===== DATA ROWS =====

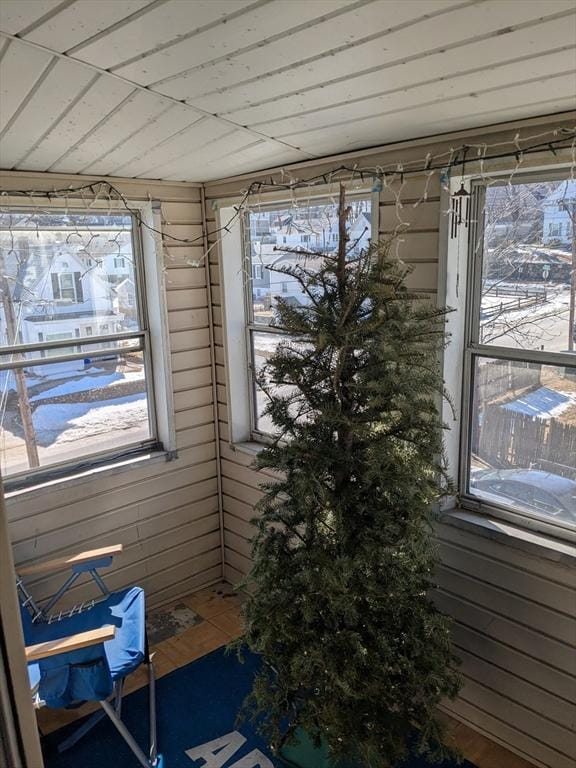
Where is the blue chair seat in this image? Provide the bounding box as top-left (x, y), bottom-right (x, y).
top-left (23, 587), bottom-right (146, 689)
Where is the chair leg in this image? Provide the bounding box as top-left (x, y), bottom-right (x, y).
top-left (58, 712), bottom-right (104, 753)
top-left (147, 653), bottom-right (158, 766)
top-left (114, 679), bottom-right (124, 717)
top-left (100, 701), bottom-right (150, 768)
top-left (58, 680), bottom-right (124, 753)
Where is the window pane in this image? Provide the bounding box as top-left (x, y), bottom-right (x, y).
top-left (0, 212), bottom-right (139, 347)
top-left (0, 351), bottom-right (151, 477)
top-left (0, 334), bottom-right (142, 366)
top-left (480, 180), bottom-right (576, 352)
top-left (251, 332), bottom-right (286, 435)
top-left (468, 358), bottom-right (576, 525)
top-left (247, 199), bottom-right (371, 325)
top-left (251, 331), bottom-right (308, 435)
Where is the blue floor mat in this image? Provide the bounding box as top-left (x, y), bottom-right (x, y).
top-left (43, 649), bottom-right (473, 768)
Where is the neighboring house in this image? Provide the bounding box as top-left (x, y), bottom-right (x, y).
top-left (0, 226), bottom-right (124, 352)
top-left (348, 211), bottom-right (372, 253)
top-left (543, 180), bottom-right (576, 243)
top-left (112, 277), bottom-right (138, 322)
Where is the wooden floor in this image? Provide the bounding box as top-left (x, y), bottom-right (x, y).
top-left (38, 584), bottom-right (534, 768)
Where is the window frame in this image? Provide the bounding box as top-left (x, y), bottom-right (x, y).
top-left (241, 186), bottom-right (380, 444)
top-left (0, 201), bottom-right (171, 493)
top-left (457, 168), bottom-right (576, 541)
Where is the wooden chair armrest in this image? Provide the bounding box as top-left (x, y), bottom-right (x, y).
top-left (16, 544), bottom-right (123, 576)
top-left (25, 625), bottom-right (116, 662)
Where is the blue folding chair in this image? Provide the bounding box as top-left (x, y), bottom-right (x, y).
top-left (16, 545), bottom-right (163, 768)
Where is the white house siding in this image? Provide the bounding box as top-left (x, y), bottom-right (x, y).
top-left (206, 115), bottom-right (576, 768)
top-left (0, 172), bottom-right (222, 604)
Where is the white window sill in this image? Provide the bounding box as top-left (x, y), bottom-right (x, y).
top-left (440, 508), bottom-right (576, 567)
top-left (5, 450), bottom-right (176, 503)
top-left (230, 440), bottom-right (268, 457)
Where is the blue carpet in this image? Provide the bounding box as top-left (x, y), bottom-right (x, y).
top-left (43, 649), bottom-right (474, 768)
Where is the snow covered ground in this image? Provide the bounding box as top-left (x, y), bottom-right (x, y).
top-left (502, 387), bottom-right (576, 419)
top-left (32, 392), bottom-right (148, 450)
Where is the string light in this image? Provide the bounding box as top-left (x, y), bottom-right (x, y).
top-left (0, 128), bottom-right (576, 267)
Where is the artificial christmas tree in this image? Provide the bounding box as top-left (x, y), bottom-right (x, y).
top-left (237, 188), bottom-right (459, 768)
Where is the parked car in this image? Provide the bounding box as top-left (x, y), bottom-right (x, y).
top-left (470, 469), bottom-right (576, 524)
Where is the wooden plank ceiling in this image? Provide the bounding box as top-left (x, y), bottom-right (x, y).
top-left (0, 0), bottom-right (576, 181)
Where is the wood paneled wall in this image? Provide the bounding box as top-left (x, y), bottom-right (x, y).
top-left (206, 115), bottom-right (576, 768)
top-left (0, 172), bottom-right (222, 604)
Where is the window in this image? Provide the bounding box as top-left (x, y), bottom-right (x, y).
top-left (548, 221), bottom-right (562, 237)
top-left (0, 208), bottom-right (163, 487)
top-left (461, 176), bottom-right (576, 532)
top-left (50, 272), bottom-right (84, 304)
top-left (244, 196), bottom-right (371, 439)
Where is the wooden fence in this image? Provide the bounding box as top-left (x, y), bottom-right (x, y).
top-left (473, 405), bottom-right (576, 480)
top-left (476, 360), bottom-right (540, 403)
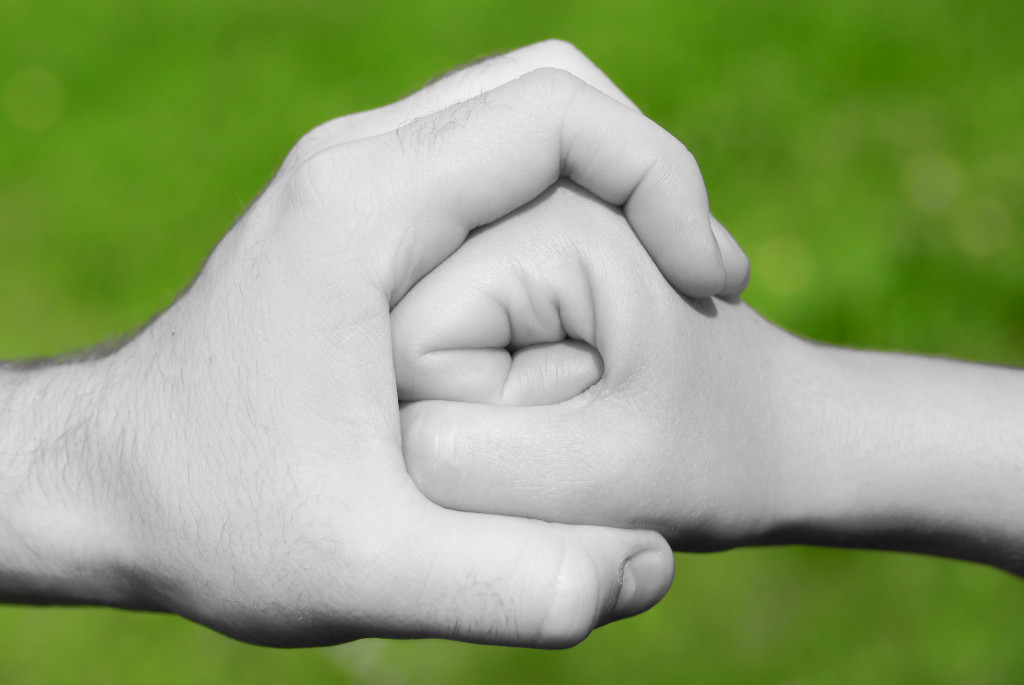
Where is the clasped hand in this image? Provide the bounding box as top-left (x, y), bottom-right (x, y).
top-left (36, 43), bottom-right (748, 646)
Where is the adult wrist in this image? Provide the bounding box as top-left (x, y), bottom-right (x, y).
top-left (0, 354), bottom-right (152, 606)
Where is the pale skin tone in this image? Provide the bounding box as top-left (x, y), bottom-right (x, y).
top-left (392, 184), bottom-right (1024, 575)
top-left (0, 43), bottom-right (748, 647)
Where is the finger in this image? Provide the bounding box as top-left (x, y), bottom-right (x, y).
top-left (400, 397), bottom-right (647, 526)
top-left (396, 340), bottom-right (603, 406)
top-left (391, 181), bottom-right (647, 405)
top-left (288, 40), bottom-right (637, 164)
top-left (711, 216), bottom-right (751, 297)
top-left (390, 503), bottom-right (674, 648)
top-left (335, 70), bottom-right (725, 304)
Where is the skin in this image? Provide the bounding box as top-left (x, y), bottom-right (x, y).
top-left (392, 183), bottom-right (1024, 574)
top-left (0, 43), bottom-right (748, 647)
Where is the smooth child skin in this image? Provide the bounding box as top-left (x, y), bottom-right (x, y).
top-left (0, 43), bottom-right (748, 647)
top-left (392, 182), bottom-right (1024, 574)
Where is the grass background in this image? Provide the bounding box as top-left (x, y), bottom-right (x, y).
top-left (0, 0), bottom-right (1024, 684)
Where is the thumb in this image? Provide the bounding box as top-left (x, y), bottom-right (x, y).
top-left (398, 503), bottom-right (675, 648)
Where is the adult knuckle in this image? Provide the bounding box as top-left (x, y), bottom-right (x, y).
top-left (535, 38), bottom-right (594, 71)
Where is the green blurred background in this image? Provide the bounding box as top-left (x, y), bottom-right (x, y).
top-left (0, 0), bottom-right (1024, 684)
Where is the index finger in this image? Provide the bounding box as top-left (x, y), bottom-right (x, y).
top-left (352, 69), bottom-right (726, 303)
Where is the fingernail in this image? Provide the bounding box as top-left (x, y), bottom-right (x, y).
top-left (612, 549), bottom-right (676, 618)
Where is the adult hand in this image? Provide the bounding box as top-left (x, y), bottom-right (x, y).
top-left (0, 50), bottom-right (761, 646)
top-left (392, 180), bottom-right (1024, 575)
top-left (392, 183), bottom-right (800, 550)
top-left (283, 40), bottom-right (751, 297)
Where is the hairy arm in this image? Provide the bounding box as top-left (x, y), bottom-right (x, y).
top-left (0, 359), bottom-right (144, 606)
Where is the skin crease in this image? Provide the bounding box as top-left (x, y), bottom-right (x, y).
top-left (392, 182), bottom-right (783, 550)
top-left (0, 43), bottom-right (761, 647)
top-left (392, 182), bottom-right (1024, 575)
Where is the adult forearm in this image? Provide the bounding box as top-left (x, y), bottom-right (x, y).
top-left (765, 342), bottom-right (1024, 574)
top-left (0, 357), bottom-right (145, 605)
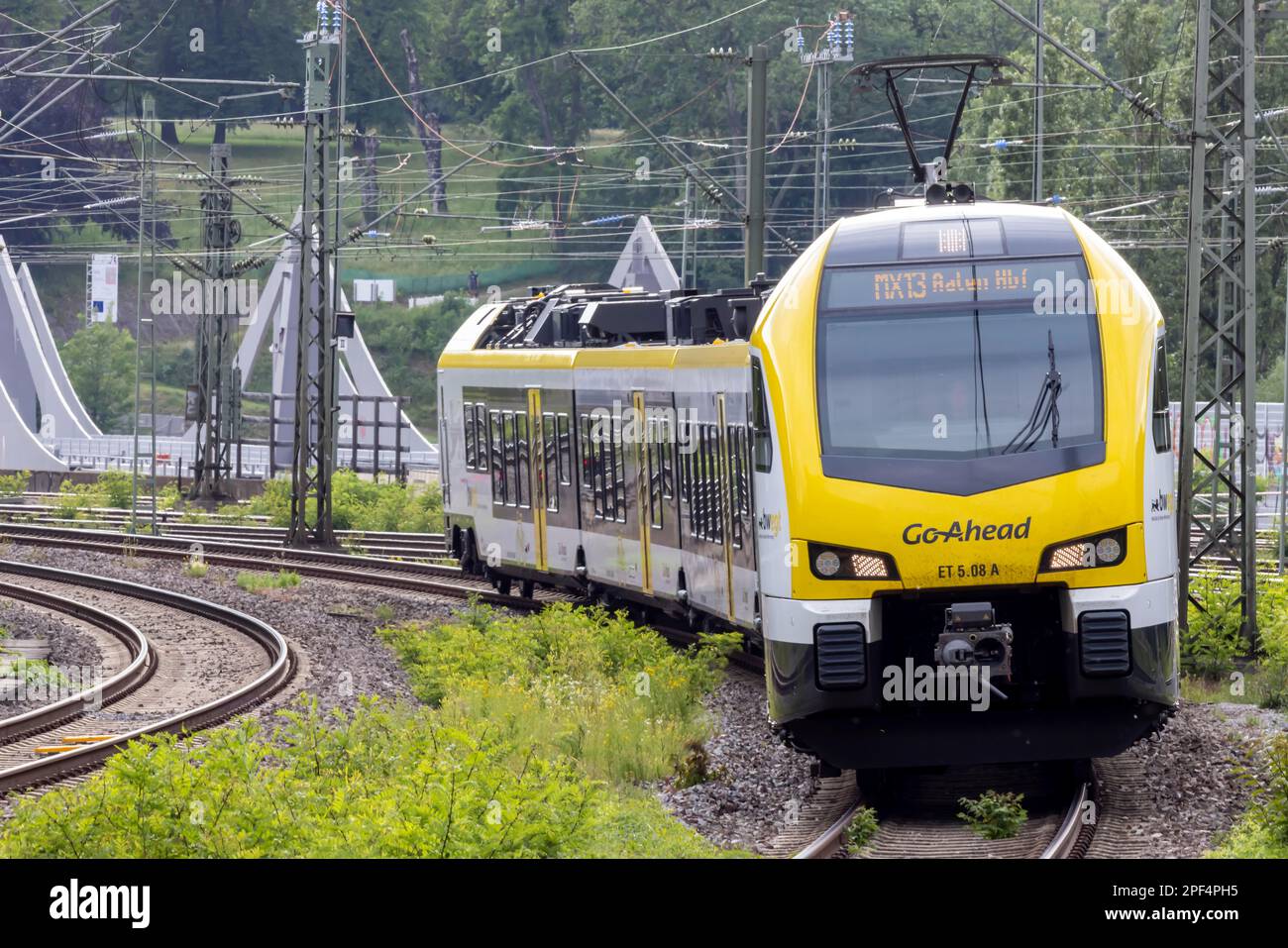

=====

_STATED TASK_. Give the lines of the data above as a numbered list, starting with the line that contains "Where is the green" and going on through the line that contains "top-left (352, 69), bottom-right (726, 303)". Leave out any blank lines.

_EXERCISE SOLUTION_.
1. Where is the green blurred background in this image? Provide the bounding box as top-left (x, y), bottom-right (x, y).
2. top-left (0, 0), bottom-right (1024, 684)
3. Where is the index finger in this image? Provide the bounding box as top-left (x, y), bottom-right (x, y).
4. top-left (352, 69), bottom-right (726, 303)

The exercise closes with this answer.